-------- MATERIAL

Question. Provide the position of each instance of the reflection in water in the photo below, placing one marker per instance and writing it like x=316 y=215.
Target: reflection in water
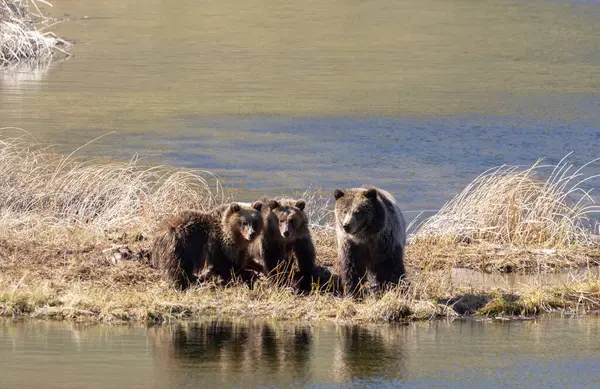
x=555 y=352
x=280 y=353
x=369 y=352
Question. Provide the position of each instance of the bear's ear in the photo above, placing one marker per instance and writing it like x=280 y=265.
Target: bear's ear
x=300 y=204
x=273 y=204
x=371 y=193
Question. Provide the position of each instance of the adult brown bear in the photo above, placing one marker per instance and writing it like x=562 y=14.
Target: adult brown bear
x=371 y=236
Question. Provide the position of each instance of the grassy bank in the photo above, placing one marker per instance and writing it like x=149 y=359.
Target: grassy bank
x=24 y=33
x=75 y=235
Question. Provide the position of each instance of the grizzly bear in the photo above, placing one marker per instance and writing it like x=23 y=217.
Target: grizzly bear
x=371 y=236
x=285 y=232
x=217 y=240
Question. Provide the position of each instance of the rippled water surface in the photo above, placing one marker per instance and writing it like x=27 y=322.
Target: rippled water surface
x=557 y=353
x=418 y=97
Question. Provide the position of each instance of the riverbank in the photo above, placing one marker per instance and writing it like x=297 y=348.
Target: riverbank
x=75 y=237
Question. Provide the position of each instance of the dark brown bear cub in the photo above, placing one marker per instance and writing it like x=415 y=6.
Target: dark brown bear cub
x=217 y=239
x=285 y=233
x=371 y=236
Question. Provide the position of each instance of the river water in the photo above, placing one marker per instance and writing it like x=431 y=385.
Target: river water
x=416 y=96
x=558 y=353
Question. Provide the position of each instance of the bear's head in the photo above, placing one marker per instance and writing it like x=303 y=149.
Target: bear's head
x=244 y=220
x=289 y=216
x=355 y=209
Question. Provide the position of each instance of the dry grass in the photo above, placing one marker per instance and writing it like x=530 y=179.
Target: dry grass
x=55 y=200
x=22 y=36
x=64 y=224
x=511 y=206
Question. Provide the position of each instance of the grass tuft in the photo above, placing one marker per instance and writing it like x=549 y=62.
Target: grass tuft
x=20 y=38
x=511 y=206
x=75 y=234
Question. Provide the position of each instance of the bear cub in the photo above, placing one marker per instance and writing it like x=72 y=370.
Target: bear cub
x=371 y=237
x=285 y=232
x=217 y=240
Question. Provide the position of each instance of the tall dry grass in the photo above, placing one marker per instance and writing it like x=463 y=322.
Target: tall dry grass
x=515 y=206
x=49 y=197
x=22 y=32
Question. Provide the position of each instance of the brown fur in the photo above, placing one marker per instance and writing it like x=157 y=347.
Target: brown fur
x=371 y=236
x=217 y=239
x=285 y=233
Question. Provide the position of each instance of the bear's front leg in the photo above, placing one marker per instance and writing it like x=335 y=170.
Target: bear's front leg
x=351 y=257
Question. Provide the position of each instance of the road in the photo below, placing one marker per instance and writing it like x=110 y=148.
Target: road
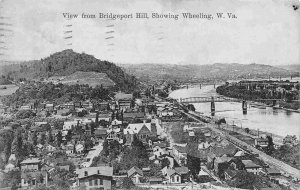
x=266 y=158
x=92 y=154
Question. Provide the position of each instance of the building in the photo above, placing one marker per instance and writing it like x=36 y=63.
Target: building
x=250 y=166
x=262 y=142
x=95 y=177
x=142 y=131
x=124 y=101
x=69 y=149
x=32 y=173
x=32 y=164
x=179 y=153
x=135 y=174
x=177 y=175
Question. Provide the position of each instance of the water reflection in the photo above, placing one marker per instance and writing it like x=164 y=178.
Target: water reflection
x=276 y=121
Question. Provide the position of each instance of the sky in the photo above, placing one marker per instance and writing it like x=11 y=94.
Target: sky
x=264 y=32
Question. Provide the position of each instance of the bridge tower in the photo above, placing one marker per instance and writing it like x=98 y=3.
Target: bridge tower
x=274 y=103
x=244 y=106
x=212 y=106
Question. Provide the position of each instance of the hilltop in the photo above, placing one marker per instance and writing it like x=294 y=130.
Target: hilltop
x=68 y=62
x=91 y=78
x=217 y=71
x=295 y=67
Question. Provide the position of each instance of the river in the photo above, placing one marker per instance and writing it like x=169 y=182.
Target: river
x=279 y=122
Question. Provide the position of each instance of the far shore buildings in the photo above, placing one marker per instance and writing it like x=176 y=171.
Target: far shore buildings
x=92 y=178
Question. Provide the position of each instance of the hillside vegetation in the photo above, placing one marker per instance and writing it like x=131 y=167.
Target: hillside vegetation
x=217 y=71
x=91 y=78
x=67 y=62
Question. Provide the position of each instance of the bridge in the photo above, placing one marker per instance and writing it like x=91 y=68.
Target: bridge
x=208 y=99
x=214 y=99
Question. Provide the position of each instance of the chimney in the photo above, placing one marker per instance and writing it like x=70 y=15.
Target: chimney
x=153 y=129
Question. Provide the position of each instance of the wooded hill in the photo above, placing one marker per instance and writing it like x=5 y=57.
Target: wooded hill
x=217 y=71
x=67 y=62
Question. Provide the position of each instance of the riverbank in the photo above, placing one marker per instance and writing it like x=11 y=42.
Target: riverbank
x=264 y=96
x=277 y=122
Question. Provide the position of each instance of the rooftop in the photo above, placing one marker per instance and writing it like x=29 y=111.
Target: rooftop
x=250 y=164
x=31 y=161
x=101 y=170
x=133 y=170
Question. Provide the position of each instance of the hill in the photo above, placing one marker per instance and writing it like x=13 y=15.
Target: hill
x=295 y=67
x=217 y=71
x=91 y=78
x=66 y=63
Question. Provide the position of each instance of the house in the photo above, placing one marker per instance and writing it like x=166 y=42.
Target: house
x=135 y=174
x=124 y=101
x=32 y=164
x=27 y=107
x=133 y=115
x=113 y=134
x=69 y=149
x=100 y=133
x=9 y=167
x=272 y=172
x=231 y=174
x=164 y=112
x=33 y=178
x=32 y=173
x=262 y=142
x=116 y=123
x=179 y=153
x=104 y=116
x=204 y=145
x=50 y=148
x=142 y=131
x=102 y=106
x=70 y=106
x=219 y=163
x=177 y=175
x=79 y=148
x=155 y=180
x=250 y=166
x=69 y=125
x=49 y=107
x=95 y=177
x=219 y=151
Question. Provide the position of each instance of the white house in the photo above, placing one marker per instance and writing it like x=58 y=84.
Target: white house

----------------

Transcribe the listing in full and omit the pictures.

Question. Provide the position of each instance of the reflection in water in the photo below, placing one marker per instance and writing it like x=316 y=215.
Target: reflection in water
x=555 y=352
x=280 y=353
x=369 y=352
Question. Provide the position of each instance of the bear's ear in the photo above, placing one marker per instance and writing it like x=280 y=265.
Target: bear's ear
x=300 y=204
x=273 y=204
x=371 y=193
Question. Provide the position of each instance of the adult brown bear in the photo above, placing one marker per instance and writing it like x=562 y=14.
Target: adult brown bear
x=371 y=236
Question. Provide the position of each instance of the grassy bank in the photo above, placing one marker per instance and writing it like x=149 y=359.
Target: grassy bank
x=24 y=33
x=75 y=235
Question. Provide the position of each instance of the grizzly bear in the photo above, placing one marker per instance and writing it like x=23 y=217.
Target: grizzly bear
x=371 y=236
x=285 y=232
x=217 y=240
Question. Provide the position of each instance of the rippled water surface in the photo above, placing one marker per instance and writing it like x=27 y=322.
Target: rippled water surface
x=557 y=353
x=418 y=97
Question. Provide the position of each instance of the riverbank in the photo above, placing one marker per instance and writing it like x=297 y=348.
Target: riverbank
x=75 y=237
Question. Provide the position of each instance of the dark brown bear cub in the photo above, placing one marker per instance and writing it like x=415 y=6.
Target: dark brown bear cub
x=217 y=239
x=285 y=233
x=371 y=236
Question. Provide the position of each instance of the river water in the photo above, placing one marker per instance and writing it like x=431 y=385.
Target: river water
x=416 y=96
x=558 y=353
Question. Provide the position of each instance of the bear's head in the photo above, placing one marker per instance and writing it like x=303 y=149.
Target: bear's head
x=244 y=220
x=289 y=216
x=355 y=209
Question. Provide the position of each instance of the dry grass in the photo above, placing one marker per instance and writing it like x=530 y=179.
Target: dry grass
x=55 y=200
x=22 y=36
x=64 y=224
x=511 y=206
Question. Provide the position of each instance of the grass tuft in the photo above, placing one marker per instance and writing it like x=549 y=62.
Target: grass tuft
x=20 y=38
x=511 y=206
x=75 y=234
Question. Provide the position of each instance of the bear cub in the photo above, placing one marker per instance and writing it like x=72 y=370.
Target: bear cub
x=371 y=237
x=285 y=232
x=217 y=240
Question. Provide the position of each instance of the tall dry grass in the photo above, placing one marker per instance and writing it like x=463 y=322.
Target: tall dry grass
x=515 y=206
x=49 y=197
x=22 y=32
Question. Provide the position of each instance of the brown fur in the photo above, placing one marker per instance and writing it like x=157 y=347.
Target: brown fur
x=371 y=236
x=217 y=239
x=285 y=233
Question. Provide the position of each instance of the bear's front leg in the photo above, placing one marker per instance and writing it like x=335 y=170.
Target: bear's front leg
x=351 y=257
Question. Provide the position of each instance of the road in the photo below, placing one marker per instance and writing it like x=110 y=148.
Target: road
x=266 y=158
x=92 y=154
Question. Provide the position of each instance of the building in the photo above, placing one marker per instance and writing it like x=36 y=63.
Target: building
x=250 y=166
x=262 y=142
x=95 y=177
x=142 y=131
x=124 y=101
x=69 y=149
x=32 y=173
x=32 y=164
x=179 y=153
x=135 y=174
x=177 y=175
Question. Provide the position of each instance of the water reflection in the photo above, placing one marker per instance and writing it like x=164 y=178.
Target: water reflection
x=276 y=121
Question. Provide the position of each instance of the sky in the photo above, placing one marker per instance and writing it like x=11 y=94.
Target: sky
x=264 y=32
Question. Provide the position of each instance of the bridge tower in the photo above, placing one marker per instance and writing it like x=98 y=3.
Target: bridge tower
x=274 y=103
x=244 y=106
x=212 y=106
Question. Provide the position of each instance of the hilltop in the photo above, placing one marker per instance and writing it like x=294 y=130.
Target: hilltop
x=68 y=62
x=91 y=78
x=217 y=71
x=295 y=67
Question. Provide the position of each instance of the river in the photo above, placing one marker per instance and writing it like x=169 y=182.
Target: river
x=279 y=122
Question. Provide the position of each instance of the far shore buildings in the photo above, placing one marker per instance and writing it like x=176 y=171.
Target: far shore buildings
x=92 y=178
Question. Provide the position of each instance of the hillside vegetation in the photo above, placing one marker per instance and writing it like x=131 y=167.
Target: hillside vegetation
x=217 y=71
x=91 y=78
x=67 y=62
Question. Provide the position of each instance of the bridge in the photo above, placing one marker per instance and writing it like x=91 y=68.
Target: bridge
x=208 y=99
x=214 y=99
Question. Provide the position of each instance of the chimney in the photo above, placing one marker per instance and writing it like x=70 y=15.
Target: chimney
x=153 y=129
Question. Provide the position of each instance of the wooded hill in the photo above, placing one marker per instance and writing it like x=5 y=57.
Target: wooded hill
x=217 y=71
x=67 y=62
Question. Provide the position of each instance of the riverbank in the photo above, placing one marker per instance and writing it like x=11 y=42.
Target: riverbank
x=264 y=96
x=277 y=122
Question. Provide the position of each instance of the rooftop in the photo above, placing one marker per instance and writing it like x=29 y=111.
Target: rooftop
x=250 y=164
x=31 y=161
x=101 y=170
x=133 y=170
Question. Provide the position of each instance of the hill in the photo above, placing one marker per instance and writing it like x=13 y=15.
Target: hill
x=295 y=67
x=217 y=71
x=91 y=78
x=66 y=63
Question. Provide the position of each instance of the house in the photo above, placing one marker per instance and writing it like x=166 y=42.
Target: house
x=135 y=174
x=124 y=101
x=32 y=164
x=27 y=107
x=133 y=115
x=113 y=134
x=69 y=149
x=100 y=133
x=9 y=167
x=272 y=172
x=231 y=174
x=164 y=112
x=33 y=178
x=32 y=173
x=262 y=142
x=116 y=123
x=179 y=153
x=104 y=116
x=204 y=145
x=50 y=148
x=142 y=131
x=102 y=106
x=70 y=106
x=219 y=163
x=177 y=175
x=79 y=148
x=155 y=180
x=250 y=166
x=69 y=125
x=49 y=107
x=95 y=177
x=219 y=151
Question. Provide the position of each instance of the white house in the photo above, placing one marker per instance and writing it like x=58 y=84.
Target: white house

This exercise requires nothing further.